MSA CDR application submitted : 23/11/2014 (Online ) ,waiting reply


----------



## gunflame (Oct 7, 2014)

I have 9 years work experience and I did NOT get the additional assessment from Engineers Australia (as a Chemical Engineer).

I submitted my claim to the DIAC, they reviewed it and found everything was ok.

It really depends, if you are not sure that your experience could be counted as relevant (because your roles are somewhat hybrid), I recommend you to go ahead and pay the fee for additional assessment to EA. If you feel you have strong proof that all your experience is relevant you don't need to pay for the additional assessment.


----------



## jay.joshi.3 (Aug 16, 2015)

*Assessment about working experience*

Hello friends,

I have submitted my CDR application along with additional relevant skilled employment (14th Nov.2014). Any idea how long does it take for the assessment outcome? Mine is still under QUEUED FOR ASSESSMENT.

Can we fast track the relevant skilled employment embodied with the CDR as well? if yes, then kindly address how? I checked out in my portal but I didn't saw any option regarding that.

Another question I'd like to ask is that, does EA gives assessment having your work exp decreased as they may not find it suitable. For instance, total of 6 yrs of working exp decreased to 4 yrs. I have heard that from a friend who did his assessment from ACS. His working exp was considered of 8 yrs although he was having 10 yrs. Do EA follow the same tactics in some cases? 

Kindly suggest.
Jay


----------



## Dipti89 (Jan 10, 2017)

Hi Everyone,

I got EA outcome letter in November 2016.
Despite having relevant work experience, the number of years of experience was not mentioned in the outcome letter.

Entries for bounding-box labeling:
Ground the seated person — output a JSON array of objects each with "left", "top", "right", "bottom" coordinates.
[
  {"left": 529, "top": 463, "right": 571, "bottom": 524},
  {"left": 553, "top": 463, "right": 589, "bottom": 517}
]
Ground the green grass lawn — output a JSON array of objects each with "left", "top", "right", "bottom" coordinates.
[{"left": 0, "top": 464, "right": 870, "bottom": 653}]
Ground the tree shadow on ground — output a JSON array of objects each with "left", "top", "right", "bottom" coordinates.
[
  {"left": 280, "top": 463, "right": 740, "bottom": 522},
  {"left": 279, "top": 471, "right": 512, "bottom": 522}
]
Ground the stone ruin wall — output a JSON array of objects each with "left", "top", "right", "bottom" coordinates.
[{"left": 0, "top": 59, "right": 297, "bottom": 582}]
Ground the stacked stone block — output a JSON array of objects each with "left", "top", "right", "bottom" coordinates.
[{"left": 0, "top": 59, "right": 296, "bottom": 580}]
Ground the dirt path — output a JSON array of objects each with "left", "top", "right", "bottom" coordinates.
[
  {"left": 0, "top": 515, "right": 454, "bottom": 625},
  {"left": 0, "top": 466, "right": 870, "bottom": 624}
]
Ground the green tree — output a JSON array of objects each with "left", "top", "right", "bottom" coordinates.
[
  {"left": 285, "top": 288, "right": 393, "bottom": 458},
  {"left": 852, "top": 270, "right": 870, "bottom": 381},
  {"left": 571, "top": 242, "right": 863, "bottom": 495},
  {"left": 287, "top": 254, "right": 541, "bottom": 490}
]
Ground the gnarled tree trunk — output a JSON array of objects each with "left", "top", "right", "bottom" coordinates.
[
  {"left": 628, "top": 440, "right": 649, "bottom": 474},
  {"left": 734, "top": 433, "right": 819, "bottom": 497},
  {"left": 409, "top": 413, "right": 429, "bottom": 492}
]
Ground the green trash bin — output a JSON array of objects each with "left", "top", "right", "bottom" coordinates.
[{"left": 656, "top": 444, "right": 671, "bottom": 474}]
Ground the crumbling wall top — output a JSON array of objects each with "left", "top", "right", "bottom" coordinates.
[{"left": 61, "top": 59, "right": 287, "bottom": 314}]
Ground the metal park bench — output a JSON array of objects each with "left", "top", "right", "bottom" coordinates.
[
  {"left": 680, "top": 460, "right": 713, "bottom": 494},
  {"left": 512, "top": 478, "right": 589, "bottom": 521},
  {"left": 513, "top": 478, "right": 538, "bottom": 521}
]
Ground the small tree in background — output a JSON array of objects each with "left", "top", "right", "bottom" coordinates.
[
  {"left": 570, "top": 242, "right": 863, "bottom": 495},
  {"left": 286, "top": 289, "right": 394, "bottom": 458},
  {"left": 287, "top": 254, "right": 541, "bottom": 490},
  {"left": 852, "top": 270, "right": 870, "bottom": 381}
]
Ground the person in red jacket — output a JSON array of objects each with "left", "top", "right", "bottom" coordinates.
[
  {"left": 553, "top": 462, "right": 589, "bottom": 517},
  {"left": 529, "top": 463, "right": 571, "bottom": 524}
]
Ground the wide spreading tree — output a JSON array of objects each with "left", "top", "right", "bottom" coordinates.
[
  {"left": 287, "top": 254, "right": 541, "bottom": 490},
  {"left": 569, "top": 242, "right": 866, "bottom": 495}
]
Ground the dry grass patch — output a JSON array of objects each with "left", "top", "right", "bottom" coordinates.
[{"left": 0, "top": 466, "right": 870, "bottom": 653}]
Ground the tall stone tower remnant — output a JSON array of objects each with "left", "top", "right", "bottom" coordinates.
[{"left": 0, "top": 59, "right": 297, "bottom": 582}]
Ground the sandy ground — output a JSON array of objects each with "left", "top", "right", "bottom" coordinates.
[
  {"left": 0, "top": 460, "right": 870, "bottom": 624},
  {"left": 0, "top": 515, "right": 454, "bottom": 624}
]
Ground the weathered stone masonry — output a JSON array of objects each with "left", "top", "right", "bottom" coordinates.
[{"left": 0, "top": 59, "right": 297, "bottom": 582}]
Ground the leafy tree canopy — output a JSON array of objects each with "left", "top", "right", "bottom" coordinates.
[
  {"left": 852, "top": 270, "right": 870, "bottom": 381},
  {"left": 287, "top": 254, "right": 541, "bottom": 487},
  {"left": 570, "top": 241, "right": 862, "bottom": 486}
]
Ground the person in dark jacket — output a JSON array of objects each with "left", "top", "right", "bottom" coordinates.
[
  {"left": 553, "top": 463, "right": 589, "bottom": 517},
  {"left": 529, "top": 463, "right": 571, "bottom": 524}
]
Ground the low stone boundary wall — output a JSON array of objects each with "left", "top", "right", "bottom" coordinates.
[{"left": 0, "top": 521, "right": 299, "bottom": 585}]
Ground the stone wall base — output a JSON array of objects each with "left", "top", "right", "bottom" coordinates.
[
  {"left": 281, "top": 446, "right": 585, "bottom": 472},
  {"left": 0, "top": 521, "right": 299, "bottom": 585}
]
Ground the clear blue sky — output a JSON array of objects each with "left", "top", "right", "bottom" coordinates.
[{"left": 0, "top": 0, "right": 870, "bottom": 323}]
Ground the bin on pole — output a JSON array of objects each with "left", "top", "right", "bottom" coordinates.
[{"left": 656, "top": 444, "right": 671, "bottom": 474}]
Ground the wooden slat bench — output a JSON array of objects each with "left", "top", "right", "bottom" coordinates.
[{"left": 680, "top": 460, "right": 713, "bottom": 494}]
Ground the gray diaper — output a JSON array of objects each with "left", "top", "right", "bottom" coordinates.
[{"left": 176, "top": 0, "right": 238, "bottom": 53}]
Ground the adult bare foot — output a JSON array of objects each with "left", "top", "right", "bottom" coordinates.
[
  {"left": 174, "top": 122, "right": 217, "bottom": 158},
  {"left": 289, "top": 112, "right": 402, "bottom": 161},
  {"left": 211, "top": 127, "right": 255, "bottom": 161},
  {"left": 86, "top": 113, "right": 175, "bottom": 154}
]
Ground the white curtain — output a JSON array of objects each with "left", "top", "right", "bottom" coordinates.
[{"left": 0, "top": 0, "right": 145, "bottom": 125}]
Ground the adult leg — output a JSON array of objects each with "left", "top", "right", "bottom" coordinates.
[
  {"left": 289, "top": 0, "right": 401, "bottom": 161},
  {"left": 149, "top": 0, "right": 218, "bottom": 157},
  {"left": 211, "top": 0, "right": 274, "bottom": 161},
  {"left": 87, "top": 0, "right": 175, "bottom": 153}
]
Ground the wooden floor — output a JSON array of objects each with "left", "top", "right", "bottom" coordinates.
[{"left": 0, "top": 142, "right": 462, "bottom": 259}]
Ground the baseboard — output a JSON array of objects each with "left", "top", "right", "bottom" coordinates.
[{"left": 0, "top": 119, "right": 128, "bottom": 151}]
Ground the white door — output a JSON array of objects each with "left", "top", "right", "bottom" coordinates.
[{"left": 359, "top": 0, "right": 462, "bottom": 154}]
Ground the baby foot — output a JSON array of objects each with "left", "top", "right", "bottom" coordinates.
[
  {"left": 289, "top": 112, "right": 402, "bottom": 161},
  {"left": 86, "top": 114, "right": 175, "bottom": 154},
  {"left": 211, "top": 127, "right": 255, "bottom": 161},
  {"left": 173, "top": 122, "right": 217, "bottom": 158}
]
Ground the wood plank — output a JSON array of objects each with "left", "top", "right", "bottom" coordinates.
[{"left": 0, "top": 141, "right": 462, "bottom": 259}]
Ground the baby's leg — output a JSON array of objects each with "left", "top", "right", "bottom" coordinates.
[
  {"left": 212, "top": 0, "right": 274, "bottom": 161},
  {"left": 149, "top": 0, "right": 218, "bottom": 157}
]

GIVEN REQUEST A:
Transcribe the forum thread on Engineers Australia assessments, everything from "I submitted my" down to "(Aug 16, 2015)".
GIVEN REQUEST B:
Write the next part of the forum thread on Engineers Australia assessments, starting after its final sentence.

ANSWER A:
I submitted my claim to the DIAC, they reviewed it and found everything was ok.

It really depends, if you are not sure that your experience could be counted as relevant (because your roles are somewhat hybrid), I recommend you to go ahead and pay the fee for additional assessment to EA. If you feel you have strong proof that all your experience is relevant you don't need to pay for the additional assessment.


----------



## jay.joshi.3 (Aug 16, 2015)

ANSWER B:
My work experience was not assessed due to unavailability of the third party document
So I couldn't claim any points against my application.

I have again submitted application for reassessment (paid for it)
Assessor has asked to provide third party evidence of my employment
They are not accepting Form 16 or ITR-V as a third party proof
Till now I have provided:
1. Offer Letter
2. Promotion Letter
3. Experience Letter
4. Referral Letter
5. Salary Slips
6. Form 16
7. ITR-V (IT Return)

But, EA want Form 26S only 
Income from my first employment was not under tax slab, so income transaction details, as well as Employer's name and TAN details are not reflecting in the Form 26AS.
I have also given PF statement (But it does not contain Employer's name on it)
As per MSA booklet page 29, Third party evidence document should reflect Company's name

I have Income tax acknowledgment from Indian Income Tax Authority. Will it serve the purpose (It does not contain Employer's name)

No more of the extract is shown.